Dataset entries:

((

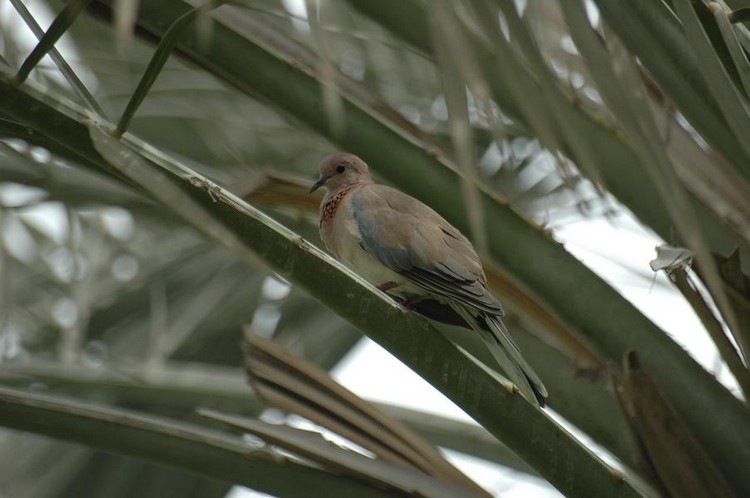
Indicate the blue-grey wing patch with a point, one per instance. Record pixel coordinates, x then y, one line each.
410 239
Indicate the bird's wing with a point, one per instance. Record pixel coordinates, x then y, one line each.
411 239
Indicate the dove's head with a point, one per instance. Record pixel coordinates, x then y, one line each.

))

*WORK TASK:*
Output all the data, exactly, without images.

*ANSWER TO THIS TASK:*
Indicate the blue-grey wing patch with a point, one per instance. Record pixel coordinates, x then y, one line each.
410 239
Indicate the bird's wing with a point, one per instance. Record pixel coordinates, x then y, one line each.
411 239
Indicate the dove's head with a point, one per instance. Record pixel coordinates, x then y, one line each.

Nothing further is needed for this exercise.